* **SELECTED EXCERPT**:
Smith fought to include asking agencies to consider social isolation as a determinant of health as part of their planning process, she said.

Those colleagues who scoffed “essentially, were saying this is a personal issue and not a policy issue, and there is no middle ground in-between,” Smith said.

Obviously, it’s personal, she said, but it’s still morally wrong to ignore isolation in policy considerations.

Take just one of the Act’s longstanding programs, Meals on Wheels: It’s also obvious that recipients make social connections with people who cannot “get out and about,” she said.

Making that connection a structural component, as a policy objective, ensures that every meal comes with a side of emotional nourishment, she said.

Engaging at a personal level with an elderly or disabled American “can lower the healthcare costs for seniors with chronic conditions,” Smith said. “It has long-term effects.”

Good policy translates to good stewardship of tax money, Smith said.

“If you start to look at the implications of that social connection in lowering healthcare costs, broadly speaking, you can start to appreciate the public health value of thinking about social connection not only for the moral reason that everybody should have the opportunity to live a fulfilled and contented life with a sense of purpose, but also the policy objective that if you address social connection you also can do a lot to reduce the dramatically surging healthcare costs among seniors who are dealing with chronic health conditions,” Smith said.

* **EXTRACTED RECORDS**:
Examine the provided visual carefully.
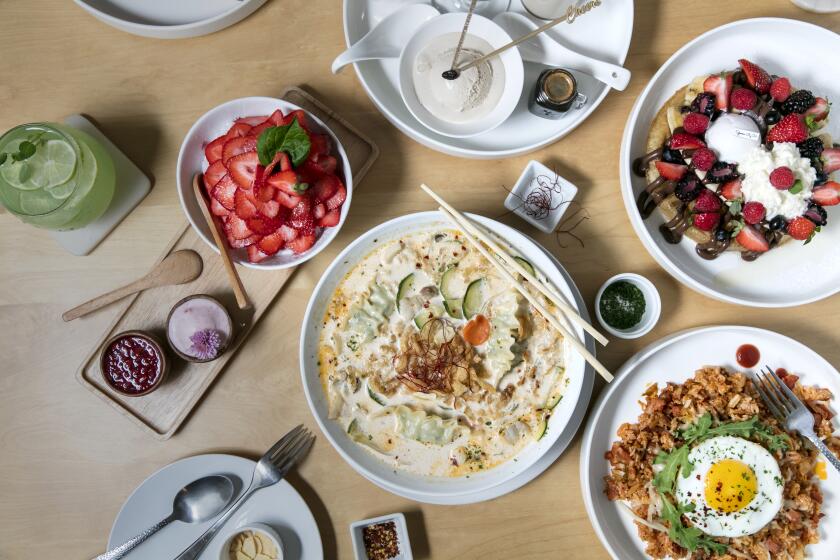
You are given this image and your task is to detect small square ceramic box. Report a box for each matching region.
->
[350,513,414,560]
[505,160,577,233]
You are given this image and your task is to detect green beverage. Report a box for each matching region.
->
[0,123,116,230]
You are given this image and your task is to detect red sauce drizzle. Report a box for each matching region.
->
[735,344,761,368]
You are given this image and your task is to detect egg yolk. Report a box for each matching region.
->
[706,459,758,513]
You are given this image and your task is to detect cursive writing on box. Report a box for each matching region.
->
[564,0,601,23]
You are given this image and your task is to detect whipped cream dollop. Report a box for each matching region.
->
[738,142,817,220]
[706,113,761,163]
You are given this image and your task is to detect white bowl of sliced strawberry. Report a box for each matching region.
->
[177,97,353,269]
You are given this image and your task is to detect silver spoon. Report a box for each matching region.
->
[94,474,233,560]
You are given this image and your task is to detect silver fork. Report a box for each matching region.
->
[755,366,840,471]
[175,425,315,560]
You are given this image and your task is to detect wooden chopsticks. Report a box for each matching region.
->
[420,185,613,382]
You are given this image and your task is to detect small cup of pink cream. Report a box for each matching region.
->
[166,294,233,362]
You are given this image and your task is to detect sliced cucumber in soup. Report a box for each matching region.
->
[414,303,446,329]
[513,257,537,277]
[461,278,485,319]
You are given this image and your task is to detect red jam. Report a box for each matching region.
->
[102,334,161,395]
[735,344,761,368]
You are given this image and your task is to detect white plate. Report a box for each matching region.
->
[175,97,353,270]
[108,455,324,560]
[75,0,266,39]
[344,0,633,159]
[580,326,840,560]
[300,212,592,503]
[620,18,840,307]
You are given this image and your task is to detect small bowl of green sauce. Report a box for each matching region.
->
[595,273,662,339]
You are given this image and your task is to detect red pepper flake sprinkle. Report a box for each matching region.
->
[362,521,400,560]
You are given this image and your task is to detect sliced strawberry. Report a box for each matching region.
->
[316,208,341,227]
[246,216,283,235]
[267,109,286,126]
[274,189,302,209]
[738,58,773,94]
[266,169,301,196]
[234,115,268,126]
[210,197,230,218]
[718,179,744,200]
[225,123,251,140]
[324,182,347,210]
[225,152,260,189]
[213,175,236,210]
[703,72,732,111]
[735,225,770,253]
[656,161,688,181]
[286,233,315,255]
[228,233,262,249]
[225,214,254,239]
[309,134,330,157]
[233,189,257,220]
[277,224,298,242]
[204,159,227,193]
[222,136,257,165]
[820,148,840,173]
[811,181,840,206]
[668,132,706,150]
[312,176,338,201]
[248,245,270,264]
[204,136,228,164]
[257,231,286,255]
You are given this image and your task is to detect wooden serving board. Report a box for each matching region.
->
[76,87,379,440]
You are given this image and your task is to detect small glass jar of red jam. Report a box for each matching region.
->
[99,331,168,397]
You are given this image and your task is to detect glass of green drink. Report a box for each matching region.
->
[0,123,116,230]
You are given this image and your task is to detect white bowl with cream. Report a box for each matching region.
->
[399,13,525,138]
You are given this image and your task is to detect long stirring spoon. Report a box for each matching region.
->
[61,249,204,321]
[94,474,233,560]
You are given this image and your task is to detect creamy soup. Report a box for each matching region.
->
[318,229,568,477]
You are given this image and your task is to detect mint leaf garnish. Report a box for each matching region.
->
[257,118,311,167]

* **REQUIREMENT 1**:
List every passage that the passage on social isolation sets inside quotation marks. Give only the first four words of each, in the order they appear.
* **REQUIREMENT 2**:
Set down the part of the passage on social isolation that starts at "Take just one" and ends at "money, Smith said.", with no changes.
* **REQUIREMENT 3**:
Shorten the paragraph of the passage on social isolation that begins "If you start to look at the implications" to two or three sentences, keeping its main points.

* **EXERCISE ANSWER 1**:
- essentially, were saying this
- get out and about
- can lower the healthcare
- It has long-term effects
- If you start to

* **EXERCISE ANSWER 2**:
Take just one of the Act’s longstanding programs, Meals on Wheels: It’s also obvious that recipients make social connections with people who cannot “get out and about,” she said.

Making that connection a structural component, as a policy objective, ensures that every meal comes with a side of emotional nourishment, she said.

Engaging at a personal level with an elderly or disabled American “can lower the healthcare costs for seniors with chronic conditions,” Smith said. “It has long-term effects.”

Good policy translates to good stewardship of tax money, Smith said.

* **EXERCISE ANSWER 3**:
Smith said that considering how social connection lowers healthcare costs shows its public health value. Social connection matters for a moral reason, because everyone should have the opportunity for a fulfilled, contented life with a sense of purpose. It also serves a policy objective, because addressing it can do much to reduce sharply rising healthcare costs among seniors with chronic health conditions.